» WHAT YOU ARE ASKED TO DO
Could you extract every entry below and reproduce it exactly?

» LISTING

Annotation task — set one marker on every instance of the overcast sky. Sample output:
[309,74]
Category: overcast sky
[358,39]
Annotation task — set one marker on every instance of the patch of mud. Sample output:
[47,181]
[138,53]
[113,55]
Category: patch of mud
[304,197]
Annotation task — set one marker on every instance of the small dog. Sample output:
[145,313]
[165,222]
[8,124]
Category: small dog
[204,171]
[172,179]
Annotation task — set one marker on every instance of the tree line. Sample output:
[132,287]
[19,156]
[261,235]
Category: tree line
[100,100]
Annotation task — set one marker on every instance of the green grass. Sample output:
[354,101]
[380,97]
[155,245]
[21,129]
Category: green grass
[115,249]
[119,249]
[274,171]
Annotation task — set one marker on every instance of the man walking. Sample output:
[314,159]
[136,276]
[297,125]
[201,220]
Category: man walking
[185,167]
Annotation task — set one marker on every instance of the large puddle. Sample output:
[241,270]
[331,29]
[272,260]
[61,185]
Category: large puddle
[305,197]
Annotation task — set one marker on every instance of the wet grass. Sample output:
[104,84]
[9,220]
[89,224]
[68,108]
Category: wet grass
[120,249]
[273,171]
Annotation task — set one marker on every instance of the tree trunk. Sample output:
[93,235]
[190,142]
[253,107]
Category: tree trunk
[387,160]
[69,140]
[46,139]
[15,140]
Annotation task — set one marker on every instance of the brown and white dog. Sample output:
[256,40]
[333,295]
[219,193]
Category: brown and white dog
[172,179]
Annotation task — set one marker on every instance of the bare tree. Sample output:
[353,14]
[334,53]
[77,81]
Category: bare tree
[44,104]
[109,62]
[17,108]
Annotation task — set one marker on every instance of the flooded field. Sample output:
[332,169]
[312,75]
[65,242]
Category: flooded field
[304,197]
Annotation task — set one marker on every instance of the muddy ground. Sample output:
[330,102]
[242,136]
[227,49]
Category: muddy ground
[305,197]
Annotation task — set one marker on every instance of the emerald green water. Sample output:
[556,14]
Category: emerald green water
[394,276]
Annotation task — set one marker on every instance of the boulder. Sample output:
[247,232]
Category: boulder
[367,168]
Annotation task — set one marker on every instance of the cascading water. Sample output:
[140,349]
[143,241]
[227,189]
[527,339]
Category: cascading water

» IN RESPONSE
Annotation task — set one marker on every instance of the overcast sky. Sample output:
[309,74]
Category: overcast sky
[358,39]
Annotation task — set one marker on every instance of the patch of mud. Sample output:
[47,181]
[138,53]
[113,55]
Category: patch of mud
[304,197]
Annotation task — set one marker on every instance of the small dog. Sample output:
[145,313]
[165,222]
[8,124]
Category: small dog
[204,171]
[172,179]
Annotation task — set one marker on every instance of the tree line. Sample output:
[132,287]
[19,156]
[261,235]
Category: tree line
[100,100]
Annotation task — set one marker on every instance of the green grass. Sample output:
[354,101]
[380,97]
[155,245]
[21,129]
Category: green grass
[115,249]
[119,249]
[274,171]
Annotation task — set one marker on every instance of the man walking. Sample output:
[314,159]
[136,276]
[297,125]
[201,220]
Category: man walking
[185,167]
Annotation task — set one marker on every instance of the large puddle. Sample output:
[241,270]
[331,29]
[272,260]
[61,185]
Category: large puddle
[305,197]
Annotation task — set one marker on every instance of the wet grass. Sample output:
[104,84]
[9,220]
[89,224]
[68,108]
Category: wet grass
[120,249]
[273,171]
Annotation task — set one marker on every instance of the tree trunk. Sample output:
[93,235]
[190,142]
[253,107]
Category: tree trunk
[387,160]
[69,140]
[46,139]
[15,140]
Annotation task — set one marker on every instance of the brown and white dog. Sample output:
[256,40]
[333,295]
[219,193]
Category: brown and white dog
[172,179]
Annotation task — set one marker on every instance of the bare tree. Sample output:
[353,14]
[334,53]
[77,81]
Category: bare tree
[44,104]
[109,62]
[17,108]
Annotation task — set one marker on every instance of the flooded field. Sample output:
[332,169]
[312,75]
[65,242]
Category: flooded field
[304,197]
Annotation task — set one marker on every instance of the muddy ground. Sample output:
[330,102]
[242,136]
[227,49]
Category: muddy ground
[305,197]
Annotation task — set one marker on every instance of the emerald green water. Sample output:
[556,14]
Category: emerald green water
[394,276]
Annotation task — set one marker on every instance of the boulder. Sample output:
[247,232]
Category: boulder
[367,168]
Annotation task — set one marker on every instance of the cascading water. Sample output:
[140,349]
[143,241]
[227,189]
[527,339]
Category: cascading water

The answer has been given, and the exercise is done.